**Try it:** Transcribe everything in the CalAmp text from "CalAmp deals with" down to "and high backlogs.", leaving every word and punctuation mark as it stands.

**Provided text:**

CalAmp deals with supply chain challenges

Shares of CalAmp were lower by nearly 12% in after-hours trading Tuesday. The connected-intelligence specialist experienced a setback in some key metrics, and it cited certain aspects of the current environment in keeping it from taking greater advantage of strong customer demand and high backlogs.

CalAmp's numbers reflected the difficulties the company has had. Revenue was down 12% year over year, with its key software and subscription services segment seeing sales growth of just 7%. Supply chain shortages were particularly noteworthy in CalAmp's telematics products segment, where revenue dropped 14%. As a result, the company posted an adjusted loss of $0.08 per share, reversing a year-ago profit of $0.10 per share.

**Source material:**
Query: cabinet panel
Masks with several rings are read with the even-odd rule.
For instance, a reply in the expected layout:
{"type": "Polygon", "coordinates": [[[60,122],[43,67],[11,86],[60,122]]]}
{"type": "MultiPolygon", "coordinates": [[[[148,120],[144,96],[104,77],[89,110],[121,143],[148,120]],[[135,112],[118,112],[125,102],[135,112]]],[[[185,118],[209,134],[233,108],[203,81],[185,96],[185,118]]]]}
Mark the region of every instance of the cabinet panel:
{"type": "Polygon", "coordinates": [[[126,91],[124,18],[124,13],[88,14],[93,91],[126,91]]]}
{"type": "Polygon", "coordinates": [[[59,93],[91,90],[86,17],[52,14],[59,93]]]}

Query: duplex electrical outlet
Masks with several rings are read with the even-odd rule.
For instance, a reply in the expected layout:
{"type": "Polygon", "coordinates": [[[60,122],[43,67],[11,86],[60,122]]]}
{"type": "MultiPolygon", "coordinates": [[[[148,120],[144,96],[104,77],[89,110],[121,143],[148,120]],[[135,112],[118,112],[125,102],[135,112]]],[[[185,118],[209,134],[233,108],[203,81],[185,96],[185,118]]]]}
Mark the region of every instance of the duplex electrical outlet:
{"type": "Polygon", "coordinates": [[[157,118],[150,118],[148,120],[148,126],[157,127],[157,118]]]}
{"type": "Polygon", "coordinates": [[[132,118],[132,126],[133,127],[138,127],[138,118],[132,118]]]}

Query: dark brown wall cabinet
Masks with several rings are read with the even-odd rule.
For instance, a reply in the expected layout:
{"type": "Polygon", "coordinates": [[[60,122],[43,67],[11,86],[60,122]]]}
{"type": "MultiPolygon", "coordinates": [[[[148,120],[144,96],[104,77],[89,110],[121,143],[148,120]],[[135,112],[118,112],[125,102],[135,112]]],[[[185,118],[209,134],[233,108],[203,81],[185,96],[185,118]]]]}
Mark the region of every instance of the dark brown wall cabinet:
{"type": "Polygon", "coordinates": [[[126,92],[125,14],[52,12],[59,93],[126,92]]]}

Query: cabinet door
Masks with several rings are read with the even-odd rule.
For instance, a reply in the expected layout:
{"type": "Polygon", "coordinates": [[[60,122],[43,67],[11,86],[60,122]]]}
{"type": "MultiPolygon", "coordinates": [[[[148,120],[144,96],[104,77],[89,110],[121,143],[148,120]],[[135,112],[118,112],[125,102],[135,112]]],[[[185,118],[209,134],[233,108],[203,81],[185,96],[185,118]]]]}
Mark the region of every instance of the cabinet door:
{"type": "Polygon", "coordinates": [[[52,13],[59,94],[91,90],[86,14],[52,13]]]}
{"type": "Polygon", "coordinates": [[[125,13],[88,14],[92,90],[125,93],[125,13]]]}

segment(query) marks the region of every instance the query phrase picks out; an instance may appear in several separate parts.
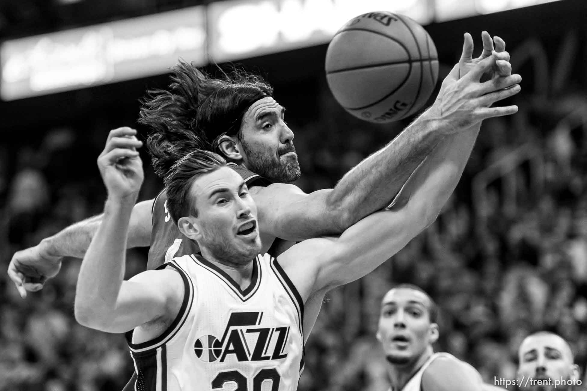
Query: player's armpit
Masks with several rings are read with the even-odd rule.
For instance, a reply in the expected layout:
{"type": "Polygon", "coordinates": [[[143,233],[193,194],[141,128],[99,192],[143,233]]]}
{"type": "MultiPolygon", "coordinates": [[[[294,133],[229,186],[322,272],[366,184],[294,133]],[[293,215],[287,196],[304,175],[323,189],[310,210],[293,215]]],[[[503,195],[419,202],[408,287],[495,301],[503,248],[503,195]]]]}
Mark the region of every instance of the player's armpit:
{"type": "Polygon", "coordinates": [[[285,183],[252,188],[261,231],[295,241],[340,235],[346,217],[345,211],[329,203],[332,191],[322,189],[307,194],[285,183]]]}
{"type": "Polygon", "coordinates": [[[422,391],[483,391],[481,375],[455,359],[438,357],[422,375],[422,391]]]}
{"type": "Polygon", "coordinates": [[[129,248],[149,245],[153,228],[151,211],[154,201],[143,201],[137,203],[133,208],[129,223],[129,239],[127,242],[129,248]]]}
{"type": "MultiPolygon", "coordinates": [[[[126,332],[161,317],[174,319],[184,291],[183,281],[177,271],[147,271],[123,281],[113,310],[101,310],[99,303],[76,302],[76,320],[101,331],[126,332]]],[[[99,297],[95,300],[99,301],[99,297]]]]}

**Expected answer:**
CalAmp deals with supply chain challenges

Shares of CalAmp were lower by nearly 12% in after-hours trading Tuesday. The connected-intelligence specialist experienced a setback in some key metrics, and it cited certain aspects of the current environment in keeping it from taking greater advantage of strong customer demand and high backlogs.